» **Problem to solve**:
Only one stretch of the listing below is wanted. Begin at the line that has "box: [294, 112, 300, 122]", stop after the line that has "positive clicks: (200, 129)", and repeat every line in between exactly.
▼
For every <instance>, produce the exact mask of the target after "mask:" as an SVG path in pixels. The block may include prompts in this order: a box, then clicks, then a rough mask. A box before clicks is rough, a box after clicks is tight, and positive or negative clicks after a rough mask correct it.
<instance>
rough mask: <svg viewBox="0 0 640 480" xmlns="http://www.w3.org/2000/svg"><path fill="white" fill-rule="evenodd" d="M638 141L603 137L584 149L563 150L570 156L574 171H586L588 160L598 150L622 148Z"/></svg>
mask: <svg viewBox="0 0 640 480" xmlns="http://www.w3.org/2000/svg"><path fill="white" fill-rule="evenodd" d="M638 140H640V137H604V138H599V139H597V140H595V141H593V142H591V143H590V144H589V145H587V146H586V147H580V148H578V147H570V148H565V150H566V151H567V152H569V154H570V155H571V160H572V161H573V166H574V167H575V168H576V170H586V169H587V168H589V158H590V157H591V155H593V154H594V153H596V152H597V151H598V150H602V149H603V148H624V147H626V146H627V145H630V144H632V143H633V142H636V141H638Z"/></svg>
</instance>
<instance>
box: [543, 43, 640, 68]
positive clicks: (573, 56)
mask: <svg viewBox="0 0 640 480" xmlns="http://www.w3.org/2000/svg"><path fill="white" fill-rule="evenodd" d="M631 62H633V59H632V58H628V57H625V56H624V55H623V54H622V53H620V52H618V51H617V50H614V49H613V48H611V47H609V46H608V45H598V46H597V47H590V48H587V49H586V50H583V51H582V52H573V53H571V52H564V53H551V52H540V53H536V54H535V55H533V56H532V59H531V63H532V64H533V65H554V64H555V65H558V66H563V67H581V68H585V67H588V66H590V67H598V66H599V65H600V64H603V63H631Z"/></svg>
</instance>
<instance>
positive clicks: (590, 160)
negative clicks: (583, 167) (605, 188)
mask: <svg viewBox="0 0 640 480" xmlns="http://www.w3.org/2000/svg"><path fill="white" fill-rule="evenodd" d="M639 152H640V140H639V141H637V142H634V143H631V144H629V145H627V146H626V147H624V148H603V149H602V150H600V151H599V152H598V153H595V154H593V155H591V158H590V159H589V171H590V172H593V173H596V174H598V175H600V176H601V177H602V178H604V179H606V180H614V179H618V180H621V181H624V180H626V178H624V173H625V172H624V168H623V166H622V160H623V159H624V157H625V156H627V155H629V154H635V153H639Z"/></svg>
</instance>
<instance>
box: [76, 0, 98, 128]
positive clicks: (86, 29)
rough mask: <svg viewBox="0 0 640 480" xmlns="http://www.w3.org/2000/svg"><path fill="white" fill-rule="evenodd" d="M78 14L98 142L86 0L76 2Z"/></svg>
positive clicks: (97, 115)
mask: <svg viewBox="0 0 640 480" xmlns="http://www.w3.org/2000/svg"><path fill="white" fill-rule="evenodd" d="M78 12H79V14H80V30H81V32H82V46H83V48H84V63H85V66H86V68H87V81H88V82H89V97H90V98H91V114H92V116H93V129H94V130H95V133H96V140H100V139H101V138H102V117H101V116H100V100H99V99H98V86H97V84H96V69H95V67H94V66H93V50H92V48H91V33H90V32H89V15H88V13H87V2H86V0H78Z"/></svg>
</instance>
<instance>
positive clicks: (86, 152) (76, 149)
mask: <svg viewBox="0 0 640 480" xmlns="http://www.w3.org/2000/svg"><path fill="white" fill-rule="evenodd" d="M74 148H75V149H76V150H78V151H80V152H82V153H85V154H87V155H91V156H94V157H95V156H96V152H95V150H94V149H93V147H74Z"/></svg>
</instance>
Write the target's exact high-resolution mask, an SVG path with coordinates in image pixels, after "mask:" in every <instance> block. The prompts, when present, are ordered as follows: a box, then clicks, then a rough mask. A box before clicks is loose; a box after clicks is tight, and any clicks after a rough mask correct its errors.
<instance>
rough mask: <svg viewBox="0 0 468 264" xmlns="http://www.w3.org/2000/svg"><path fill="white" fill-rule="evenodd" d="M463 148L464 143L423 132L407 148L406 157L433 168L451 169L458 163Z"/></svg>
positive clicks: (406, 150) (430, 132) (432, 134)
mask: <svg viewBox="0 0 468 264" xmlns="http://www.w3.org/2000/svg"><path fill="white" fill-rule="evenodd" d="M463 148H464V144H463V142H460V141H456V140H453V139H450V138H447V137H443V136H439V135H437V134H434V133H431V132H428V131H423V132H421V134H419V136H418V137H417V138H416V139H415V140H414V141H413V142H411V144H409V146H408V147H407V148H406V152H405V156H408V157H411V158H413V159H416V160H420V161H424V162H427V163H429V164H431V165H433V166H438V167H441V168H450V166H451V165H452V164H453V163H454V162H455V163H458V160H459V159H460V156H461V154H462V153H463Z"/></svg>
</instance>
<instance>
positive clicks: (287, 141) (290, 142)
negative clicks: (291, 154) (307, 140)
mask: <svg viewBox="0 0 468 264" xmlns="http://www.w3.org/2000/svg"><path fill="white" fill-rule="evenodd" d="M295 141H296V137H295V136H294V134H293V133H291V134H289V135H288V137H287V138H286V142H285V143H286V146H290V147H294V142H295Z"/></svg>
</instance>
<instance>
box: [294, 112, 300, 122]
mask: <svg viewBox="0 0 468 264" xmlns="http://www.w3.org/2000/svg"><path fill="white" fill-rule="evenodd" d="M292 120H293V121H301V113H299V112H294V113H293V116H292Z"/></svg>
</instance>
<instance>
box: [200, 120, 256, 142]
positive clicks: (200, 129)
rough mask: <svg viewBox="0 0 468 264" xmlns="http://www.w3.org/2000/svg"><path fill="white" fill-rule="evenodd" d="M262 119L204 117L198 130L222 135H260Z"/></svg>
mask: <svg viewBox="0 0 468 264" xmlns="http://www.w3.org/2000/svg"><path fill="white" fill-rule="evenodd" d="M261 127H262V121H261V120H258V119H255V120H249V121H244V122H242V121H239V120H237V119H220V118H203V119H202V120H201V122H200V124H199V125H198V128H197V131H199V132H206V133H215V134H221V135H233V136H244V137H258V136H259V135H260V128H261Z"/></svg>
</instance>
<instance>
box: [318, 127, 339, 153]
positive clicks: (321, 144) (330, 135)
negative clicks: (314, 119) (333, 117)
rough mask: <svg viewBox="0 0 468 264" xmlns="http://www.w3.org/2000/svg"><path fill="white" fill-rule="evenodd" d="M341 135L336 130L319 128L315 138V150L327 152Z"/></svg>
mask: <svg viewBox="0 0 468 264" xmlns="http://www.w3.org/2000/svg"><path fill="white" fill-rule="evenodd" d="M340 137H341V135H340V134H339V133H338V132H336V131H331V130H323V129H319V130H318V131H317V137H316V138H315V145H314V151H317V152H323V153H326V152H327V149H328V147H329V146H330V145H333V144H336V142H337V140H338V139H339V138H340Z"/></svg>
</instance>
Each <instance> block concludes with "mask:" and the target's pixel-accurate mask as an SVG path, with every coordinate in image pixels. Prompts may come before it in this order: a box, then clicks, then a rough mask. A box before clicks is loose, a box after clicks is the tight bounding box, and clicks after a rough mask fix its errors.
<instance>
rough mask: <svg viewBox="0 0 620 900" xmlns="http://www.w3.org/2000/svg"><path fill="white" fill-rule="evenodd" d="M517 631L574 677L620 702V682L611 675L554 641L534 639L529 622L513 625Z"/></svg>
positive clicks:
▲
» **Result of this exercise**:
box: [294, 112, 300, 122]
mask: <svg viewBox="0 0 468 264" xmlns="http://www.w3.org/2000/svg"><path fill="white" fill-rule="evenodd" d="M292 120H293V121H301V113H299V112H294V113H293V116H292Z"/></svg>
</instance>
<instance>
box: [200, 120, 256, 142]
positive clicks: (200, 129)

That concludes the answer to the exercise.